▸ The problem: Word for word, give the material below again, minus any images.

▸ Entries supplied:
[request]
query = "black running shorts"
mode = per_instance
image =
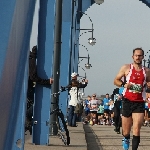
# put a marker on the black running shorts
(129, 107)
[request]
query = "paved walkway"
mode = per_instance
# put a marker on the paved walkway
(77, 141)
(86, 137)
(107, 139)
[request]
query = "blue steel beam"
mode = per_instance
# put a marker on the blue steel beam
(15, 28)
(65, 53)
(44, 69)
(147, 2)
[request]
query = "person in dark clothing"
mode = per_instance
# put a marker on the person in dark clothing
(32, 80)
(117, 113)
(75, 101)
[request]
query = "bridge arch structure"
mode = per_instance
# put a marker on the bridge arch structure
(15, 30)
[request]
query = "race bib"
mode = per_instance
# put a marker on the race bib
(136, 88)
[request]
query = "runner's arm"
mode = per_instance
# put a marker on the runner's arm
(117, 81)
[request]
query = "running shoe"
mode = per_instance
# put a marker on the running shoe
(125, 144)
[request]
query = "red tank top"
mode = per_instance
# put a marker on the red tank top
(138, 79)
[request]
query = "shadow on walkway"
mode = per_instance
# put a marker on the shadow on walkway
(91, 139)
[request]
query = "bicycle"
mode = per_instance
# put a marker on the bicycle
(60, 115)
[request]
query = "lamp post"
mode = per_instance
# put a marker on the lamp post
(91, 40)
(83, 76)
(88, 65)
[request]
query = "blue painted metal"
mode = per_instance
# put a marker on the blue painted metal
(65, 53)
(15, 28)
(44, 69)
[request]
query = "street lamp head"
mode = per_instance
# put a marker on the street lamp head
(88, 66)
(99, 1)
(92, 41)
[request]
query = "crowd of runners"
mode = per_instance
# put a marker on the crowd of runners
(130, 107)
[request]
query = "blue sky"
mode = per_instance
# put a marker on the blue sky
(119, 27)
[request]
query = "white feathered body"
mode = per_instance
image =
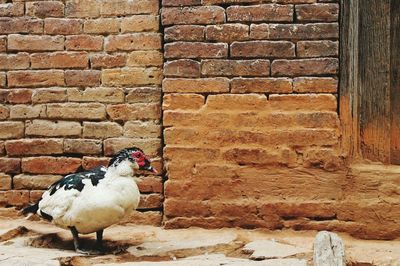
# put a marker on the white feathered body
(95, 207)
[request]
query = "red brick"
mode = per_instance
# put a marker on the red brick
(193, 15)
(107, 60)
(258, 49)
(227, 32)
(92, 162)
(265, 85)
(82, 78)
(137, 111)
(45, 9)
(317, 12)
(84, 43)
(102, 26)
(140, 23)
(50, 165)
(101, 130)
(215, 67)
(18, 42)
(184, 68)
(10, 165)
(37, 78)
(317, 48)
(34, 147)
(182, 101)
(262, 13)
(20, 96)
(196, 85)
(305, 67)
(14, 61)
(45, 128)
(83, 146)
(184, 33)
(82, 111)
(20, 25)
(128, 7)
(15, 9)
(134, 41)
(295, 31)
(135, 76)
(11, 130)
(55, 26)
(49, 95)
(60, 60)
(326, 85)
(195, 50)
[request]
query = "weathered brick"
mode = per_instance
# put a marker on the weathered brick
(20, 96)
(55, 26)
(184, 33)
(272, 49)
(227, 32)
(317, 12)
(23, 111)
(20, 25)
(15, 9)
(11, 130)
(105, 95)
(142, 129)
(89, 111)
(312, 84)
(215, 67)
(49, 95)
(136, 111)
(83, 146)
(60, 60)
(101, 130)
(317, 48)
(18, 42)
(50, 165)
(305, 67)
(5, 182)
(264, 13)
(24, 181)
(140, 23)
(294, 31)
(196, 85)
(128, 7)
(145, 58)
(151, 147)
(92, 162)
(184, 101)
(133, 41)
(261, 85)
(195, 50)
(82, 9)
(193, 15)
(45, 9)
(102, 26)
(82, 78)
(107, 60)
(84, 43)
(184, 68)
(143, 95)
(45, 128)
(34, 147)
(131, 76)
(14, 61)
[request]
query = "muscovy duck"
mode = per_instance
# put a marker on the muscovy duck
(92, 200)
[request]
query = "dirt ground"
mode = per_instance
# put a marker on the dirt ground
(35, 242)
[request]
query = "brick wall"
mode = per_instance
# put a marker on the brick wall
(250, 113)
(79, 80)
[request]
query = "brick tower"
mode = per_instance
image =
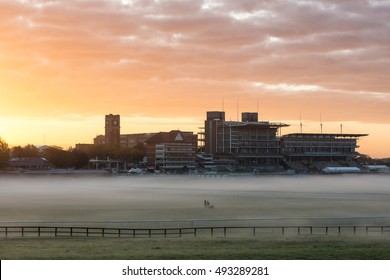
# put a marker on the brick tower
(112, 131)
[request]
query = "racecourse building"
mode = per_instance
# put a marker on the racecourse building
(247, 142)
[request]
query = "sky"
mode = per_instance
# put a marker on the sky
(162, 64)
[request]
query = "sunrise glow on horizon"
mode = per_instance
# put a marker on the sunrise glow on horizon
(162, 64)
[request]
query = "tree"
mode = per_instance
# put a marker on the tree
(58, 157)
(25, 152)
(4, 153)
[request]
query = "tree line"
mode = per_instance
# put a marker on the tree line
(71, 158)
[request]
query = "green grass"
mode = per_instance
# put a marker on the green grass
(297, 248)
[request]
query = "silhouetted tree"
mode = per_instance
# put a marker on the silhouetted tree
(4, 153)
(24, 152)
(58, 157)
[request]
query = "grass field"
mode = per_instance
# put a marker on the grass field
(297, 248)
(177, 201)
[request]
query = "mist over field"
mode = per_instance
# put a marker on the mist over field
(257, 199)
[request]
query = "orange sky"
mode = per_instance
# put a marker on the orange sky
(162, 64)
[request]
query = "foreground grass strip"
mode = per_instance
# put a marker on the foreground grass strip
(299, 248)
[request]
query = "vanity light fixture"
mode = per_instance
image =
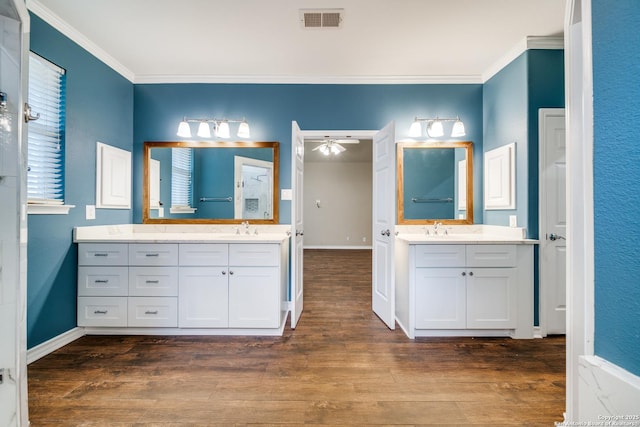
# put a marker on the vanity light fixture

▸ Worked solution:
[request]
query = "black running shorts"
mode = per_instance
image =
# put a marker on the black running shorts
(129, 107)
[request]
query = "paved walkway"
mode = per_instance
# put a marker on the paved walkway
(77, 141)
(86, 137)
(107, 139)
[request]
query = "blue steel beam"
mode = per_instance
# put a marker on the blue steel beam
(15, 28)
(65, 53)
(44, 69)
(147, 2)
[request]
query = "person in dark clothing"
mode = per_instance
# put a marker on the person in dark clothing
(32, 80)
(117, 113)
(75, 101)
[request]
query = "bridge arch structure"
mode = per_instance
# put a marker on the bridge arch structure
(15, 30)
[request]
query = "race bib"
mode = per_instance
# put a marker on the race bib
(136, 88)
[request]
query = "runner's arm"
mode = per_instance
# put a marker on the runner's arm
(117, 81)
[request]
query = "running shoe"
mode = per_instance
# put a marker on the running shoe
(125, 144)
[request]
query = "red tank top"
mode = per_instance
# put a marker on the red tank top
(138, 79)
[request]
query = "shadow on walkway"
mode = per_instance
# put a marker on the shadow on walkway
(91, 139)
[request]
query = "bicycle"
mode = per_instance
# put a marker on the bicycle
(60, 115)
[request]
query = "lamp post"
mode = per_instance
# put a marker on the lamp post
(91, 40)
(83, 76)
(88, 65)
[request]
query = "blue painted metal"
mode = per_instance
# put a marker on the blue painted metal
(65, 53)
(15, 28)
(44, 69)
[request]
query = "street lamp head"
mode = per_instance
# put a marker on the street lamp head
(88, 66)
(99, 1)
(92, 41)
[request]
query = "crowd of runners"
mode = per_instance
# put a marker on the crowd of runners
(130, 107)
[request]
query = "blue sky"
mode = per_instance
# put a marker on the blue sky
(119, 27)
[request]
query = "white feathered body"
mode = per_instance
image =
# put a marker on the white feathered body
(95, 207)
[request]
query = "red brick"
mode = per_instance
# put a marker on the red brick
(193, 15)
(107, 60)
(258, 49)
(227, 32)
(92, 162)
(265, 85)
(82, 78)
(137, 111)
(45, 9)
(317, 12)
(84, 43)
(102, 26)
(140, 23)
(50, 165)
(101, 130)
(215, 67)
(18, 42)
(184, 68)
(10, 165)
(37, 78)
(317, 48)
(34, 147)
(182, 101)
(262, 13)
(20, 96)
(196, 85)
(305, 67)
(14, 61)
(45, 128)
(83, 146)
(184, 33)
(82, 111)
(20, 25)
(128, 7)
(15, 9)
(134, 41)
(295, 31)
(135, 76)
(11, 130)
(55, 26)
(49, 95)
(60, 60)
(326, 85)
(195, 50)
[request]
query = "weathered brick"
mode = per_instance
# put a marker on the weathered brick
(20, 96)
(55, 26)
(184, 33)
(272, 49)
(227, 32)
(317, 12)
(23, 111)
(20, 25)
(15, 9)
(11, 130)
(105, 95)
(142, 129)
(89, 111)
(312, 84)
(215, 67)
(49, 95)
(136, 111)
(83, 146)
(60, 60)
(101, 130)
(317, 48)
(18, 42)
(50, 165)
(305, 67)
(5, 182)
(264, 13)
(24, 181)
(140, 23)
(294, 31)
(196, 85)
(128, 7)
(145, 58)
(151, 147)
(92, 162)
(184, 101)
(133, 41)
(261, 85)
(195, 50)
(82, 9)
(193, 15)
(45, 9)
(102, 26)
(82, 78)
(107, 60)
(84, 43)
(184, 68)
(143, 95)
(45, 128)
(34, 147)
(131, 76)
(14, 61)
[request]
query = "muscovy duck"
mode = per_instance
# put a marker on the muscovy duck
(92, 200)
[request]
query = "dirt ground"
mode = per_instance
# put a marker on the dirt ground
(35, 242)
[request]
query = "brick wall"
mode = per_instance
# put a marker on the brick wall
(250, 113)
(79, 80)
[request]
query = "brick tower"
mode = per_instance
image =
# put a marker on the brick tower
(112, 131)
[request]
query = "racecourse building"
mode = per_instance
# put a marker on the racecourse building
(247, 142)
[request]
query = "sky"
mode = per_instance
# put a marker on the sky
(162, 64)
[request]
query = "sunrise glow on horizon"
mode = per_instance
# put a marker on the sunrise glow on horizon
(162, 64)
[request]
query = "tree"
mode = per_instance
# put a marker on the tree
(58, 157)
(25, 152)
(4, 153)
[request]
query = "tree line"
mode = per_instance
# put a marker on the tree line
(71, 158)
[request]
query = "green grass"
mode = per_instance
# put a marker on the green grass
(297, 248)
[request]
query = "silhouetted tree"
mode = per_instance
# put a marker on the silhouetted tree
(4, 153)
(24, 152)
(58, 157)
[request]
query = "grass field"
mode = per_instance
# put a marker on the grass field
(297, 248)
(177, 201)
[request]
query = "mist over field"
mode = per_instance
# put a marker on the mist over field
(257, 199)
[request]
query = "orange sky"
mode = per_instance
# put a marker on the orange sky
(162, 64)
[request]
query = "foreground grass strip"
mode = per_instance
# put a marker on the foreground grass strip
(299, 248)
[request]
query = "vanity light fixture"
mode = per_instance
image =
# put a marker on the vanity light fixture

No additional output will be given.